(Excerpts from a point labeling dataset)
((

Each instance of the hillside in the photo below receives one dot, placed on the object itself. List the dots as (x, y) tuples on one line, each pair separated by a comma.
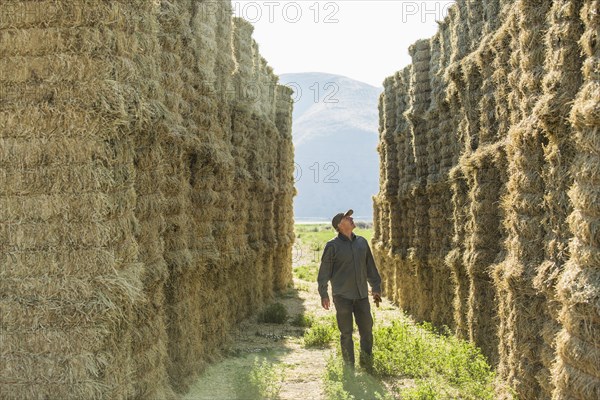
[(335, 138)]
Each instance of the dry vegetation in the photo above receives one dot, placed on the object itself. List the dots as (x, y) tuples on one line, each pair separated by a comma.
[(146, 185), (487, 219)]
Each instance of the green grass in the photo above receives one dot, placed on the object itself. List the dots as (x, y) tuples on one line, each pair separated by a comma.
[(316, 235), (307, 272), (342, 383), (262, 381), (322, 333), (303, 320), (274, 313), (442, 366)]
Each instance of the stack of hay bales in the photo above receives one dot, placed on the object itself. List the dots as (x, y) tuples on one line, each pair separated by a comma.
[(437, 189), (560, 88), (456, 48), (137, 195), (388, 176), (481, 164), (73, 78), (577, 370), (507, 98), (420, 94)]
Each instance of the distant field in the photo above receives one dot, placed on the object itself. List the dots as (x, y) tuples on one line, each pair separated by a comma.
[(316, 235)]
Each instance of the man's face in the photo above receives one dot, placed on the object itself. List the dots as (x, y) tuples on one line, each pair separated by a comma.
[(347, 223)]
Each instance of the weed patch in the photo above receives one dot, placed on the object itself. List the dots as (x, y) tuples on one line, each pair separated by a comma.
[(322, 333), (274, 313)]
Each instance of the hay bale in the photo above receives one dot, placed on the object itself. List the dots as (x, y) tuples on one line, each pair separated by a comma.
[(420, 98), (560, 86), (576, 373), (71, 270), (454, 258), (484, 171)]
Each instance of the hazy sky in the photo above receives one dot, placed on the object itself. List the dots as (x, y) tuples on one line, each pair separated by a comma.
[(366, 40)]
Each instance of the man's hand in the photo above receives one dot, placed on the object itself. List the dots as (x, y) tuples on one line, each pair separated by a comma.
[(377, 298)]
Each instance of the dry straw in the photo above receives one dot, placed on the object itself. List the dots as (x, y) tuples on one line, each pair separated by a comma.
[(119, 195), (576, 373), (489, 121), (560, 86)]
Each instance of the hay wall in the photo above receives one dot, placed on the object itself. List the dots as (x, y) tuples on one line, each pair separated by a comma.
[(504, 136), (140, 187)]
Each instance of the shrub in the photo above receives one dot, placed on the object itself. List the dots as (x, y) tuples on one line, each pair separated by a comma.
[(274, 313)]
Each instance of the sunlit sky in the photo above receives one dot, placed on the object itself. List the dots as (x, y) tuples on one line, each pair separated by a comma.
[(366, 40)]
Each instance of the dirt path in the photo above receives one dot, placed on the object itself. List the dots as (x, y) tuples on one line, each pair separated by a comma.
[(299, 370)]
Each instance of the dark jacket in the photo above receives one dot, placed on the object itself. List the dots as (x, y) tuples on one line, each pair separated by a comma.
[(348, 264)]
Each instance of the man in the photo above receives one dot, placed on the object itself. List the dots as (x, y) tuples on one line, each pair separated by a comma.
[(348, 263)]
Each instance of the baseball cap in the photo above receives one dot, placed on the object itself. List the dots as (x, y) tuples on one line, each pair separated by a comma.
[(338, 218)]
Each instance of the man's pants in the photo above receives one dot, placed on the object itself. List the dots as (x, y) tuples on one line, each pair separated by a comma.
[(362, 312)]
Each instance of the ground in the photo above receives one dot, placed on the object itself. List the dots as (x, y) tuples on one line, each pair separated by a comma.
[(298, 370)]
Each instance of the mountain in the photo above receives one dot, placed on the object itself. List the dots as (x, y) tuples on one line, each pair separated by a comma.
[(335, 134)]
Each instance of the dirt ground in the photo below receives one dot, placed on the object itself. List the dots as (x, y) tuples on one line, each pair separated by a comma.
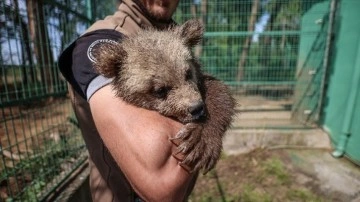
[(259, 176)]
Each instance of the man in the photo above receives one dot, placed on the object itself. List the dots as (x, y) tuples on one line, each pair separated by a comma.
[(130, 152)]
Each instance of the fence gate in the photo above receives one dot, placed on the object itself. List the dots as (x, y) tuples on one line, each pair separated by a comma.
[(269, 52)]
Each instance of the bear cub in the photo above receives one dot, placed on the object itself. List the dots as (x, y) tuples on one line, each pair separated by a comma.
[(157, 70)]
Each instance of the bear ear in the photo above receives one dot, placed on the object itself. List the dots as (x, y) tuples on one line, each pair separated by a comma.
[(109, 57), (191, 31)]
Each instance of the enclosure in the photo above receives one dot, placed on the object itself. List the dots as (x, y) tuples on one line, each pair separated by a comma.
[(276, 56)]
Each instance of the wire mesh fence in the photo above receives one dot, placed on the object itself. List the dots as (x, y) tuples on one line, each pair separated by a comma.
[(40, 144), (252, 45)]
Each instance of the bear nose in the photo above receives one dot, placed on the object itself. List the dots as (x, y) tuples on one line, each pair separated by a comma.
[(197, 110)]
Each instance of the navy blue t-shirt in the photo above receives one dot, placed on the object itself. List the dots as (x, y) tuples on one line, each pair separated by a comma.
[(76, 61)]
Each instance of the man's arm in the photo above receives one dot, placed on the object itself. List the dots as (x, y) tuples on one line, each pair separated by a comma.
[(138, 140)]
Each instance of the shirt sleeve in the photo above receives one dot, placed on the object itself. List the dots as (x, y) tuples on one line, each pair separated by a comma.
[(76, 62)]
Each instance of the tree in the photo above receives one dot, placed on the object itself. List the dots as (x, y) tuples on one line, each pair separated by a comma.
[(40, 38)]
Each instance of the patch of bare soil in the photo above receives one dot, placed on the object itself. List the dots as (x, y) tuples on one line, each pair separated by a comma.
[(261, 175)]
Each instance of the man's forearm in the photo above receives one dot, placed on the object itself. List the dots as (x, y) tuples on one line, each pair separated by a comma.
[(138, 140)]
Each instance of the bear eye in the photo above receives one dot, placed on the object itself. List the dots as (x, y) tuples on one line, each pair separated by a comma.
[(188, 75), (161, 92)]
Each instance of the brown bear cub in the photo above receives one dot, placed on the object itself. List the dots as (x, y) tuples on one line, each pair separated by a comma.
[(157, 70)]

))
((

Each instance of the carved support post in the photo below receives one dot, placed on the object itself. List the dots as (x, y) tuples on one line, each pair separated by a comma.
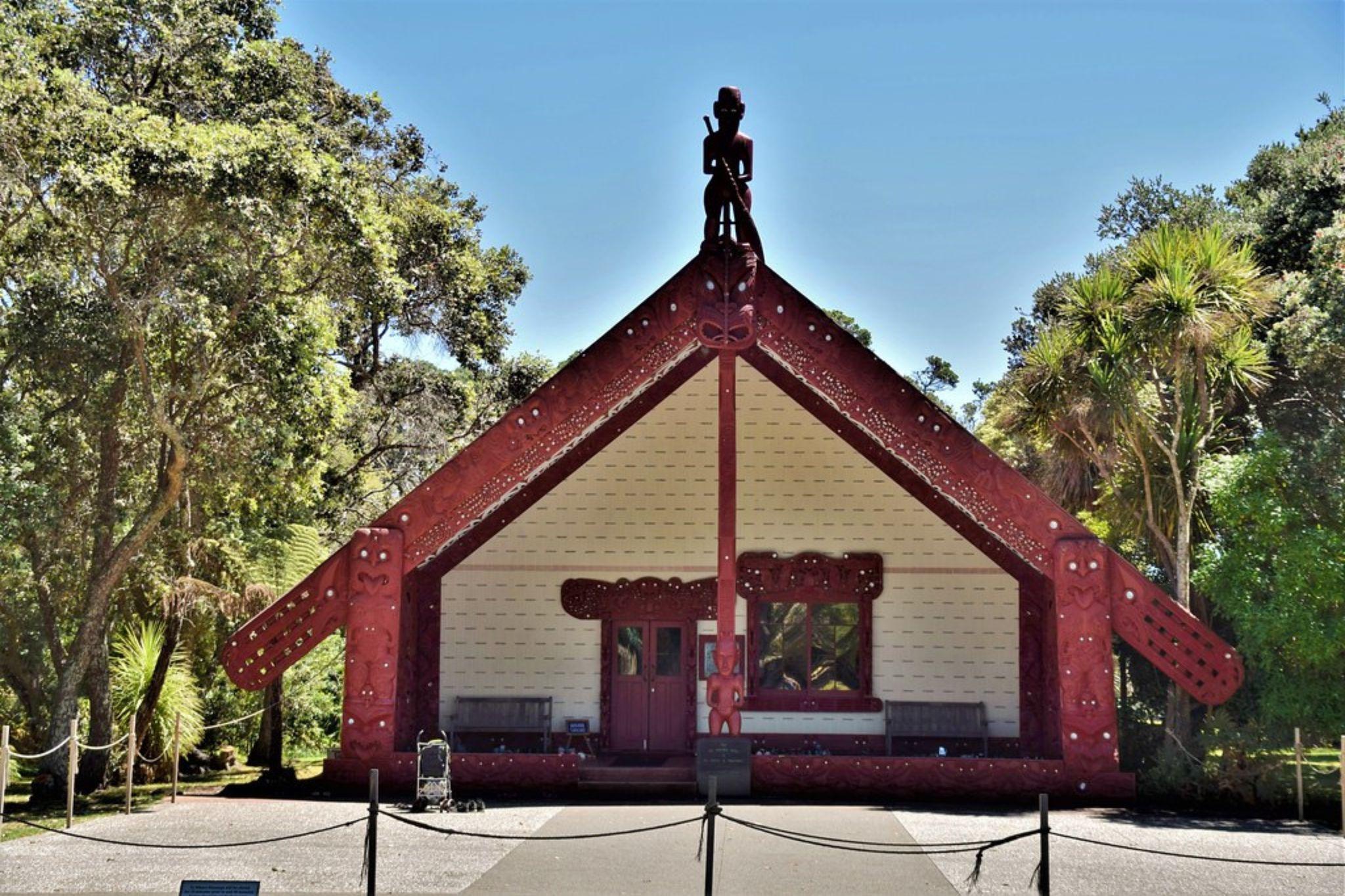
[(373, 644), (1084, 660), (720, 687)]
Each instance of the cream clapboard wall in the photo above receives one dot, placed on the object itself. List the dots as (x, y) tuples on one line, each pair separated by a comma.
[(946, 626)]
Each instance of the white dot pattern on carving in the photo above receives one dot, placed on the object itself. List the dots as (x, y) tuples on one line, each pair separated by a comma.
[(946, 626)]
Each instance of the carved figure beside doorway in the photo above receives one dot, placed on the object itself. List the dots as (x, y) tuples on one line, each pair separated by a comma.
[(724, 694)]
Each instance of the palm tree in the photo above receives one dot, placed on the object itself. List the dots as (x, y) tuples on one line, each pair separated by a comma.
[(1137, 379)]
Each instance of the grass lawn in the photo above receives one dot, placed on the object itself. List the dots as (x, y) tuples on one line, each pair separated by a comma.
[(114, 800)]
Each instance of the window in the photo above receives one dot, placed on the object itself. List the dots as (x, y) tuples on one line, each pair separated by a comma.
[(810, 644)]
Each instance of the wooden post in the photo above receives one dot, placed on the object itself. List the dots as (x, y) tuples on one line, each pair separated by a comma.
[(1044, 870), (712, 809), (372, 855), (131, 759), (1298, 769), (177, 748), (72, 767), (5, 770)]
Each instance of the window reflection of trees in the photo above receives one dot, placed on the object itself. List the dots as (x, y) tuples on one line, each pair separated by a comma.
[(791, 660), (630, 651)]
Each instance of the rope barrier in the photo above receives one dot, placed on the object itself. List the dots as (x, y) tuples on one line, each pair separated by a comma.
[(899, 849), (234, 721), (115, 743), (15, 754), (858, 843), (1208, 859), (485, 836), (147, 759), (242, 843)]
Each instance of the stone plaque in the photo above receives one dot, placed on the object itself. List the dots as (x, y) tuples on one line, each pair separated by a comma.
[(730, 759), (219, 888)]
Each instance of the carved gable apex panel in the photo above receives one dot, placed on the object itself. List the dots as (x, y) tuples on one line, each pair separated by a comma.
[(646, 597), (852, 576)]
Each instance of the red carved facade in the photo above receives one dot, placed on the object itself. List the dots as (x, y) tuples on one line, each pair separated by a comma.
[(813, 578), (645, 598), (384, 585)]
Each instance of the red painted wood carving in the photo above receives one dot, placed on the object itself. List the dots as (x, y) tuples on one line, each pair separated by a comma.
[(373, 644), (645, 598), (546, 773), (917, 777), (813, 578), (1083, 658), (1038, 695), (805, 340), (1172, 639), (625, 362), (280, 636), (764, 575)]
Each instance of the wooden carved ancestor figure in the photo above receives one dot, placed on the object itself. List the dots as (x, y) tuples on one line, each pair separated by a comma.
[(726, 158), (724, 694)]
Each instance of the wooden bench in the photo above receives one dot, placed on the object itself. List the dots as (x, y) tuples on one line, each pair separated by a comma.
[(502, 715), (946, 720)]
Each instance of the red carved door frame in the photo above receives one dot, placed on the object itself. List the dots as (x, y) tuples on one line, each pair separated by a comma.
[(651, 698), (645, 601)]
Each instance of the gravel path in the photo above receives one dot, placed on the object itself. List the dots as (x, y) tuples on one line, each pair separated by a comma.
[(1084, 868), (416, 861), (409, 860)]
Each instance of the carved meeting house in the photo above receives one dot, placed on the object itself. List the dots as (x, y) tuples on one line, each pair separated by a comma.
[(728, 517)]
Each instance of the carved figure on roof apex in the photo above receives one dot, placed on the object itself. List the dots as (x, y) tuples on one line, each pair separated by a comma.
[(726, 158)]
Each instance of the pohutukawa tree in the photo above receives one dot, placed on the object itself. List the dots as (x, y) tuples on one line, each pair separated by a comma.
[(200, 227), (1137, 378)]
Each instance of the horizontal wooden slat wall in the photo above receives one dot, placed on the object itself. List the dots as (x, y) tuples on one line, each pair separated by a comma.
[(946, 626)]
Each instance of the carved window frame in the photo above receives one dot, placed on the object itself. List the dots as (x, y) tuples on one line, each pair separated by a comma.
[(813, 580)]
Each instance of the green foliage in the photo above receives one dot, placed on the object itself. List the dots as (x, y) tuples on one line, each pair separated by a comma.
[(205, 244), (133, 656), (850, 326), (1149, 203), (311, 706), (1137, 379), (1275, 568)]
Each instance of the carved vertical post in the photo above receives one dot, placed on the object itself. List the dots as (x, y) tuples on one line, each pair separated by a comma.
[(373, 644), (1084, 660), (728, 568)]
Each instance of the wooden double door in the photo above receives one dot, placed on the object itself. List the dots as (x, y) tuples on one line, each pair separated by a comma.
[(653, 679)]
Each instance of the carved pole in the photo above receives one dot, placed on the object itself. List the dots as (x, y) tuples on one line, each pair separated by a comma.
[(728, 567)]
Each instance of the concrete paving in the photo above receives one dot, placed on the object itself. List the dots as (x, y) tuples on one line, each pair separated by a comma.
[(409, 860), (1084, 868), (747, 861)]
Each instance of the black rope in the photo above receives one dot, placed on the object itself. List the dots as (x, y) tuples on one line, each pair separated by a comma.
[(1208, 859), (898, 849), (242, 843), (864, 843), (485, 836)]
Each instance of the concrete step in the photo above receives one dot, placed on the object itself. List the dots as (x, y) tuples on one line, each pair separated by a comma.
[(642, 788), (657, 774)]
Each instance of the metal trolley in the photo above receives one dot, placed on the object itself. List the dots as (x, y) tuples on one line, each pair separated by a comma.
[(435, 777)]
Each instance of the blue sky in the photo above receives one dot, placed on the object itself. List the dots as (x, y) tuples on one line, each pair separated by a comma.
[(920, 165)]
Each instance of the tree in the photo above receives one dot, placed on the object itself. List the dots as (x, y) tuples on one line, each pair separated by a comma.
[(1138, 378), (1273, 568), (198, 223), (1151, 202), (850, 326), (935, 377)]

))

◆ THE REQUEST:
Rewrite the part of the records that opens with the line containing "Each instance of the weed" and closes with the line containing "[(299, 370)]", keeping every request as it is. Multiply each x and y coordinate in the answers by 1.35 and round to the nearest whole number, with halves rounded up.

◆ RESPONSE TO THE EXERCISE:
Each instance of the weed patch in the photo above receives one dot, placed on the object itself. List the dots as (x, y) tuples on one line, each pair separated by a comma.
[(435, 450), (370, 423)]
Each instance of the hay bale in the photo above receives one dot, placed on the object itself. List the dots as (x, y) tuples on one line, each pair separated by a comma.
[(567, 132), (756, 116), (778, 504), (96, 365), (613, 348), (653, 231)]
Each instance of the hazy sky in the photo above receives one dot, placed on the object itself. List the dots as (x, y) tuples on one line, each pair separated by a comma.
[(494, 54)]
Each instance of the man's hand in the photo above receives one dot, placed on the object itself. List the dots as (x, y) tuples on one line, each pair separated by a comma.
[(509, 402)]
Each instance of the dry straw in the photo above receives one dot, placed on the object itself. List the dots as (x, y) tuples on one line, each pair separated by a comma.
[(161, 263), (778, 504), (660, 163), (756, 116)]
Each instance of the hay wall in the photo above receives one dot, placed on the object itself. List the dots as (x, y) tuples on one line, each pair separated by a comma.
[(680, 184), (189, 252)]
Each instance of the shrub in the photo above receives one dot, placed on the object itself. List the dots as (x, y) tuples on one line, each pair separated by a comma.
[(370, 423)]
Each instance of the sunlit sky in the photo above receives one dot, placed on the object itself. List the dots as (x, y) tuples on one line, each pair separated by a comma.
[(494, 54)]
Each instance of the dirt path in the photo above receives one dot, placed on the object itself. List the dots as (x, y) tuples on one line, each pair separated by a comma.
[(404, 500)]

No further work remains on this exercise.